# Task directions
Which of the lines below contain the word "shade"? Identify each one and copy it in full.

# Records provided
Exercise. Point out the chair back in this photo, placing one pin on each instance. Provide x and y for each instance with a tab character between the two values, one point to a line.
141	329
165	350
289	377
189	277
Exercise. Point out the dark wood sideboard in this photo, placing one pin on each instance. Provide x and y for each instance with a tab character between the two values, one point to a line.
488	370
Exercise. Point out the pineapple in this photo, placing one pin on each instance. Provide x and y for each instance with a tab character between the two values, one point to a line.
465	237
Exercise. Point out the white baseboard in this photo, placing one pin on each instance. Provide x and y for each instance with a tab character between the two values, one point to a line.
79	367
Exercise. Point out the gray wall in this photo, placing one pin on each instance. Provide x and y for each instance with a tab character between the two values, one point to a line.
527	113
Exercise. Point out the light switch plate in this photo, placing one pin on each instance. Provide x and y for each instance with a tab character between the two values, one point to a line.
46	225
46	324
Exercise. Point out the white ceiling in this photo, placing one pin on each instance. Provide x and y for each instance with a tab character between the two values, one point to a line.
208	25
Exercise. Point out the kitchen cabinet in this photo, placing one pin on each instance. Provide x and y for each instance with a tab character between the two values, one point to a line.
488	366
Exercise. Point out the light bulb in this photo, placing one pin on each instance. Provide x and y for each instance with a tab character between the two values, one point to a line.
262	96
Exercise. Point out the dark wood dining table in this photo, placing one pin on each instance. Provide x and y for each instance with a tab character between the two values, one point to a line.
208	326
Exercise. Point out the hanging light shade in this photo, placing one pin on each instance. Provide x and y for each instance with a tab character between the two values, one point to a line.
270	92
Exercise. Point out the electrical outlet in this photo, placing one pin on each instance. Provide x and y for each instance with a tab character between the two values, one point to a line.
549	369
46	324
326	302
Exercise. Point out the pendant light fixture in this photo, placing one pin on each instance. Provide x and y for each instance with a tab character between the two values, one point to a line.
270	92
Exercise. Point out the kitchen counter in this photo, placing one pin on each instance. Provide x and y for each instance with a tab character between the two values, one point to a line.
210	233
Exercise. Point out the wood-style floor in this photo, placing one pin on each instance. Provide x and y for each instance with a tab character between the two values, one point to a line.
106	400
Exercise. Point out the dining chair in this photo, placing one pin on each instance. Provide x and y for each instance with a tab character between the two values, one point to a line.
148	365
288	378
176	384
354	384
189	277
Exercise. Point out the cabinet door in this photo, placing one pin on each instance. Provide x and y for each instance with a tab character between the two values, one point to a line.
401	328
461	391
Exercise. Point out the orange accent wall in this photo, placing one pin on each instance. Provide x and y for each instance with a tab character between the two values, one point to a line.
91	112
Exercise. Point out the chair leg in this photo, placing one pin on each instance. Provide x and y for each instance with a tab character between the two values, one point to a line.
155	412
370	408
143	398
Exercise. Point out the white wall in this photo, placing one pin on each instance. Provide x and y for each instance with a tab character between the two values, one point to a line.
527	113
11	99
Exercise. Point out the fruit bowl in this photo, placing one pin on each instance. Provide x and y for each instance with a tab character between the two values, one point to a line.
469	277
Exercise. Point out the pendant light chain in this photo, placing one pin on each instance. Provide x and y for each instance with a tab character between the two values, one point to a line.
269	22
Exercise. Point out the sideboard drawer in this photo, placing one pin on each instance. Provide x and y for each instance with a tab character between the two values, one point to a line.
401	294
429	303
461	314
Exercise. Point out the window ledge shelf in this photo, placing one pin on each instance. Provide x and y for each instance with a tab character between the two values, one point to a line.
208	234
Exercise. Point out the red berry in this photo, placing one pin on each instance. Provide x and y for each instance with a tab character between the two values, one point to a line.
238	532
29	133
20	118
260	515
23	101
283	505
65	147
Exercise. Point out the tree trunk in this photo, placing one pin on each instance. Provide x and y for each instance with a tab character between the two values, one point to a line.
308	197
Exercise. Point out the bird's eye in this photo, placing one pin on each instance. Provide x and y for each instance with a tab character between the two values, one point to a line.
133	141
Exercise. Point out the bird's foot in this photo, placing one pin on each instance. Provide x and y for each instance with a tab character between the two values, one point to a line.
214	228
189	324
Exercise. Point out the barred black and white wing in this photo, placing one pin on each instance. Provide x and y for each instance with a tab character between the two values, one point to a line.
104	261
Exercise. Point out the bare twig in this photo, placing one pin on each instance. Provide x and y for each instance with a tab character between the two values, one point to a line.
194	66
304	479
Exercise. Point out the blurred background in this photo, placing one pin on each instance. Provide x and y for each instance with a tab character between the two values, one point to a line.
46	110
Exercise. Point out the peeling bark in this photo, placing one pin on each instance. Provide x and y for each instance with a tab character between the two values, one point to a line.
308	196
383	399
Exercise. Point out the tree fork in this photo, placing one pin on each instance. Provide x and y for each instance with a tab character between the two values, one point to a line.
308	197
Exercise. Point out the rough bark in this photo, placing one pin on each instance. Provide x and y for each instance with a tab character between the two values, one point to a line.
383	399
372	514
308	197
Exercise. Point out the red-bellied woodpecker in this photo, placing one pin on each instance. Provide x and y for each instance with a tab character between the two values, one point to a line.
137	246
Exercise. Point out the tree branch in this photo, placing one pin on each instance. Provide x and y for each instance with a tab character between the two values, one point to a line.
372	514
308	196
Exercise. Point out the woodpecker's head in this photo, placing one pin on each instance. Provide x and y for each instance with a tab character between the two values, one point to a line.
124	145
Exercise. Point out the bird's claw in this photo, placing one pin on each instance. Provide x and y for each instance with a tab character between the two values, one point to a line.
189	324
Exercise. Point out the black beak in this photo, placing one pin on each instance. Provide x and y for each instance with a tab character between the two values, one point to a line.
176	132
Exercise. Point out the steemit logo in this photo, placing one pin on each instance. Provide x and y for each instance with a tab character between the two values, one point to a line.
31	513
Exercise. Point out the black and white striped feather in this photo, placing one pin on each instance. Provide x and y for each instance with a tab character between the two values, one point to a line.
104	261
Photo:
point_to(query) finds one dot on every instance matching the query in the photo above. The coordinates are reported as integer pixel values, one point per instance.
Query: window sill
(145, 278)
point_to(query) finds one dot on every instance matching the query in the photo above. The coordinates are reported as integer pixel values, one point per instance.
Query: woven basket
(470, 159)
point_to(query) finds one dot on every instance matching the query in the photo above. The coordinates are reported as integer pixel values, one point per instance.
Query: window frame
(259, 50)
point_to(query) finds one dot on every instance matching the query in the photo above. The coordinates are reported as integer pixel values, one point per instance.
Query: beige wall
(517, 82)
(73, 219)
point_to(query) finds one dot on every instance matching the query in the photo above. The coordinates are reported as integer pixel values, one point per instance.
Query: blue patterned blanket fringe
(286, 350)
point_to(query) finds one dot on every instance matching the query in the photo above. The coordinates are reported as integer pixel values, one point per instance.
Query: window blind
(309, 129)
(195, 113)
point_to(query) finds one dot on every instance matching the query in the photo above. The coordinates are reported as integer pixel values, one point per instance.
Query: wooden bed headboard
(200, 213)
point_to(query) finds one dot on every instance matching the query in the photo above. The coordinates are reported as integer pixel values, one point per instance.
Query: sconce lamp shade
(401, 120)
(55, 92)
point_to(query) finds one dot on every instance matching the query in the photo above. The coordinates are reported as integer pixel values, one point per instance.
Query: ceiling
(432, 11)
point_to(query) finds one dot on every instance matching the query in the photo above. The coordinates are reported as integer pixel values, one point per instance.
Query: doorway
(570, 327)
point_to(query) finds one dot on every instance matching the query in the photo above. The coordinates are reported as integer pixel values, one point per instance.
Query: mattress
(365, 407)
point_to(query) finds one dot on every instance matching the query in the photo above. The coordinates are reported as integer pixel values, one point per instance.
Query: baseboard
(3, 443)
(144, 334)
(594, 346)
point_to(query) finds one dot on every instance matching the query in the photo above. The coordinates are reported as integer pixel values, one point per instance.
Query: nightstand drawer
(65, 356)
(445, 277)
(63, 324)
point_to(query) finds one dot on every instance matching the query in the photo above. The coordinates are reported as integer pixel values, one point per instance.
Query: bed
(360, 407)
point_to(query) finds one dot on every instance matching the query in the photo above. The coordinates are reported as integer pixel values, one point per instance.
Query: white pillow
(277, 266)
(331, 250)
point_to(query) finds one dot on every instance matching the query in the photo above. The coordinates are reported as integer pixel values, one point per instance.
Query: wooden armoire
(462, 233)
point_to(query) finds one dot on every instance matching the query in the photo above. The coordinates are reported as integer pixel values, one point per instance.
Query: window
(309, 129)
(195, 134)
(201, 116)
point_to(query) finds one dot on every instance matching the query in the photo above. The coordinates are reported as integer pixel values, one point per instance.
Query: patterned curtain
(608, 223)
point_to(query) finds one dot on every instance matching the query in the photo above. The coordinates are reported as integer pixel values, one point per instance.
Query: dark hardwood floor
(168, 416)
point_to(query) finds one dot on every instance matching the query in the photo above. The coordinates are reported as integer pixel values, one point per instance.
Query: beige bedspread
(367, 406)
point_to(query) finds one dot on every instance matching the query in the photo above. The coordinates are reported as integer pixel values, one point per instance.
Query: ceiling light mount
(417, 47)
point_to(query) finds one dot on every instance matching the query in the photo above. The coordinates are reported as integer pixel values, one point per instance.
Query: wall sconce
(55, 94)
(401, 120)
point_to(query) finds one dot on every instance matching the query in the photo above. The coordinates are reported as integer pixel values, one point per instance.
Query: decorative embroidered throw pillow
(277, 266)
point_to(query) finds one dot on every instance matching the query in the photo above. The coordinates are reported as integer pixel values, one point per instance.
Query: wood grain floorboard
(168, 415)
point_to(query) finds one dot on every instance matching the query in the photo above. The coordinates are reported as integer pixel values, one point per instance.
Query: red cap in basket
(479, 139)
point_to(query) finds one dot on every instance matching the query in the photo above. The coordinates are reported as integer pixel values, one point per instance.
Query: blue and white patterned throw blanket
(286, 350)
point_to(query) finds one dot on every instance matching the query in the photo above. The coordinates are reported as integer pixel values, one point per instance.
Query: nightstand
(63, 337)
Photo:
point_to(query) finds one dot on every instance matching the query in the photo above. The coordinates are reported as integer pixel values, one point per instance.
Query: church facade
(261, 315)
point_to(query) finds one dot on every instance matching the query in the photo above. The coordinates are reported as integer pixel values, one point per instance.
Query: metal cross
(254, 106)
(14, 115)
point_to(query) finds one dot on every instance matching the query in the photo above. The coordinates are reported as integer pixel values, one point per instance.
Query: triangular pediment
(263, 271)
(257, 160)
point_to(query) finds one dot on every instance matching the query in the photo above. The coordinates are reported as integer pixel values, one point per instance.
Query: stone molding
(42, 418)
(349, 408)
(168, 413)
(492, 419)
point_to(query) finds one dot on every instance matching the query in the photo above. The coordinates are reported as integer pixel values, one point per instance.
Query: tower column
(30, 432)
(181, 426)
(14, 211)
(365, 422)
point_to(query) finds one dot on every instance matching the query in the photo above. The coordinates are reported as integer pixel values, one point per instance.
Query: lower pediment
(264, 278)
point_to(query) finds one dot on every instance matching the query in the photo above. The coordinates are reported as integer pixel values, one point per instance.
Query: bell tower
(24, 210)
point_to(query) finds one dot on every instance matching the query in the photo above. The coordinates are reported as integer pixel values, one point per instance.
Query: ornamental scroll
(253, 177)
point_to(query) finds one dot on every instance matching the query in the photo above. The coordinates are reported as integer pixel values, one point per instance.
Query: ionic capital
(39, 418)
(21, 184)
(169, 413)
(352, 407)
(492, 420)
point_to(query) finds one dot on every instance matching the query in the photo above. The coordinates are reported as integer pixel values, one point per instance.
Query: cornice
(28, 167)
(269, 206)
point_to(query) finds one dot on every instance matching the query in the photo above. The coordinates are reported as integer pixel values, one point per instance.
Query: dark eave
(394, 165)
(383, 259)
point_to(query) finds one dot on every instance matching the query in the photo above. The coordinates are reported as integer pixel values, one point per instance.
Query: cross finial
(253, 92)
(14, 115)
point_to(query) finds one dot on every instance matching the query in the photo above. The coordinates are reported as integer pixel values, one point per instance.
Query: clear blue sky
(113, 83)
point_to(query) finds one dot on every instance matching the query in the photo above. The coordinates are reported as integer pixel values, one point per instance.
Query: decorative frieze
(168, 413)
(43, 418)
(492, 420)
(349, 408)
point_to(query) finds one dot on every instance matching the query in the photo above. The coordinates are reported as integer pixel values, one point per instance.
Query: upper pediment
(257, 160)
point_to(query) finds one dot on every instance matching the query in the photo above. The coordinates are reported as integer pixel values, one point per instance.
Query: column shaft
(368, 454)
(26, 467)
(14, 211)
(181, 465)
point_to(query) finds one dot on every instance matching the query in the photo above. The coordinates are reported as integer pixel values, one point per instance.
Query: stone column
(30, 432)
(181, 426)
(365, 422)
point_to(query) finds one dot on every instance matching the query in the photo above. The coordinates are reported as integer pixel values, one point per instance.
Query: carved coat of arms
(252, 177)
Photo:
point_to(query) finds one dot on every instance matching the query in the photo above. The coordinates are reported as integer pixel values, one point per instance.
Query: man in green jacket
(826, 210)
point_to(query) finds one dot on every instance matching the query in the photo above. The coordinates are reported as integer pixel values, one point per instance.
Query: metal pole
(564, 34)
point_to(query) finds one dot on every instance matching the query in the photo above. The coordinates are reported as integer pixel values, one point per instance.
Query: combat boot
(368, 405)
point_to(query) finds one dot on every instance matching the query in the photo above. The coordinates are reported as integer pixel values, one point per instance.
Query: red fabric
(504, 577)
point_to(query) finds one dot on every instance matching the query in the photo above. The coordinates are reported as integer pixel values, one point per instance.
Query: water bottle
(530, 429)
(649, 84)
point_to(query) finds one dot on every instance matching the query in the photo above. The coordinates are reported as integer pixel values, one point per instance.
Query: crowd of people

# Complete output
Exercise. Point out the hanging light shade in this photo, placing one pin on each instance. Provide x and y for each instance with a tab character between the two values, one point to a line.
Query: sconce lamp shade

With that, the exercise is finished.